-- Start PASSAGE GIVEN --

EvitanRelta/htmlarkdown

Should not use markdown-escaping inside of HTML-syntax

EvitanRelta opened this issue · 2 comments

The problem

Currently, this HTML:

<p align="center">
  &lt;tag&gt;
</p>

converts to:

<p align="center">
  \<tag>
</p>

which incorrectly uses markdown's backslash-escaping, instead of HTML's &lt; escaping.


Edge cases

Most of the time, while inside HTML tags, markdown-syntax (including backslash escaping) doesn't work.
However, there are times when it does, specifically in tags which are:

  • In-line (eg. text-formattings <em> / <code> & span)

-- End PASSAGE GIVEN --

TASK A:
Write out the htmlarkdown escaping issue above in full, word for word.

-- Start DATASET RECORDS --

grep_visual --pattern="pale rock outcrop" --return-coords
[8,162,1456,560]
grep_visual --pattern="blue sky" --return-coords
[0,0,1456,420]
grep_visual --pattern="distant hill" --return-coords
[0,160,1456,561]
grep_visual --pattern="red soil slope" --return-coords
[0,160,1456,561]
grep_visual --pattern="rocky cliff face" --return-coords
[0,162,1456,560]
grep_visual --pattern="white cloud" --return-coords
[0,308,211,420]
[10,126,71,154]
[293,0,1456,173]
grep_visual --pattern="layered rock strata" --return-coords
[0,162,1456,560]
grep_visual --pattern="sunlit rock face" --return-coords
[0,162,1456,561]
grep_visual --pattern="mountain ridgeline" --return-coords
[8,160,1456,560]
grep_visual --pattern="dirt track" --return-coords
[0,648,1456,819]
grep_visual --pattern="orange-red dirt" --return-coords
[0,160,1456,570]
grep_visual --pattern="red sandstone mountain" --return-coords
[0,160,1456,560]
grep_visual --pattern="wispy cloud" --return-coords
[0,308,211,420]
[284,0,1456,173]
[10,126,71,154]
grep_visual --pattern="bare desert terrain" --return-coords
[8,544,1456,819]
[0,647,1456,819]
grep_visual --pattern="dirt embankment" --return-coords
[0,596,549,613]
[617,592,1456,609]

-- End DATASET RECORDS --

TASK B:
Select and copy every row above that contains the word "face". Case counts.

TASK SOLUTION A:
EvitanRelta/htmlarkdown

Should not use markdown-escaping inside of HTML-syntax

EvitanRelta opened this issue · 2 comments

The problem

Currently, this HTML:

<p align="center">
  &lt;tag&gt;
</p>

converts to:

<p align="center">
  \<tag>
</p>

which incorrectly uses markdown's backslash-escaping, instead of HTML's &lt; escaping.


Edge cases

Most of the time, while inside HTML tags, markdown-syntax (including backslash escaping) doesn't work.
However, there are times when it does, specifically in tags which are:

  • In-line (eg. text-formattings <em> / <code> & span)

TASK SOLUTION B:
grep_visual --pattern="rocky cliff face" --return-coords
grep_visual --pattern="sunlit rock face" --return-coords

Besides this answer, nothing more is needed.